→ REQUIRED TASKS
[1] Before the entries, the thread below uses lettered hypothetical persons to show how factor x affects them. List each one in the order the thread introduces them.
[2] List every line in the entries that contains the string "roof". Match case exactly.

→ TEXT
The double standards around rape and sexual assault

To the extent that you’re claiming that you can’t know it because there are also other factors involved - which quite frankly seems to be pretty clearly what you said - then my prior post stands.

To the extent that you’re just asserting that it’s not relevant, accompanied by a bunch of what you seem to consider impressive-seeming pseudo-statistical jive, then obviously no response is necessary.

No. The concept I’ve accepted is causality, which renders your post tautological. Make the circumstances even the tiniest bit different, and your analogy changes entirely.

I’m sure that I saw you say that you understand statistics earlier in this thread. On what basis do you make this claim? Because you seem to be really missing the point.

Wait, was it because I called a factor chi? :rolleyes:

Okay, let me translate this for you, since the points I made with obviously fake and silly statistical variables were too scary.

x is in the denominator. This means that for Person A, the more people she has had sex with, the less likely she is to have sex in the future.

This means, that Person B is likelier to have sex with someone the more previous partners he has had, but the influence of factor x compared to Every Other Factor is tiny, so it is essentially useless as a predictor.

This means that for Person C, yes, how many previous partners he has had would an accurate predictor of whether he will have sex with the next partner, assuming none of the other variables will “overcome” the influence of x.

The larger point is that your claim to be able to predict a person’s behavior based on x is incorrect. You do not know how x influences a given person. People are different, and people’s reactions to different people are different. There is no trend for All People (or even All Women) based on x.

Under your own principle that likelihood of consensual sex is irrelevant and the only thing that counts is likelihood of false allegations, then it wouldn’t be tautological.

Fellow of the Society of Actuaries, all those actuarial exams etc. etc.

What have you got?

This is all silly. Of course you don’t know about any given person, and any person could be different. That’s what likelihood is all about. You really don’t seem to understand this.

→ ITEMS

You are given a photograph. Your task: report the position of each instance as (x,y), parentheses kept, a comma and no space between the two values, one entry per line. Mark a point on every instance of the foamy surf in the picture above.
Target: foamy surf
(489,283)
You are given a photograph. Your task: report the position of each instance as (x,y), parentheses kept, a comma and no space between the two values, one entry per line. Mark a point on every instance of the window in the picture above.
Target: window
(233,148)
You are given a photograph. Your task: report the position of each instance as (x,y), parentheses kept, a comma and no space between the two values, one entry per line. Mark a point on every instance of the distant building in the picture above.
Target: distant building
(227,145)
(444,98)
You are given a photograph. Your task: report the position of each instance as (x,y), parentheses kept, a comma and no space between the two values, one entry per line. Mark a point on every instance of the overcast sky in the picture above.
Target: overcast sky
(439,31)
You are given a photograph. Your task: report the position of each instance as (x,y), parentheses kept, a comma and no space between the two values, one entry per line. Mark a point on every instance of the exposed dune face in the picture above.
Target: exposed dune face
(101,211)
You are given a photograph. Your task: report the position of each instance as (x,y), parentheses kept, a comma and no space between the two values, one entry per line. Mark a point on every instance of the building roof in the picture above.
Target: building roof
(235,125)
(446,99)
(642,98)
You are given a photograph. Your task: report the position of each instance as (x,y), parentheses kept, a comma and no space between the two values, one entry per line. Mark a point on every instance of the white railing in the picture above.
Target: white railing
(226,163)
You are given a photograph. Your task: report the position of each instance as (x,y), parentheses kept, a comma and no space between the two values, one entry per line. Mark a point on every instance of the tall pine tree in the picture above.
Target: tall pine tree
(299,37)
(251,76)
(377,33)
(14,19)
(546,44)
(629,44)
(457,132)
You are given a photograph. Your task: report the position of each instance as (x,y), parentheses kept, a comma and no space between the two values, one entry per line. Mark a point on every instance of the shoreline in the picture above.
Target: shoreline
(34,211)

→ ANSWERS PER TASK
[1]
Person A
Person B
Person C

[2]
You are given a photograph. Your task: report the position of each instance as (x,y), parentheses kept, a comma and no space between the two values, one entry per line. Mark a point on every instance of the building roof in the picture above.
Target: building roof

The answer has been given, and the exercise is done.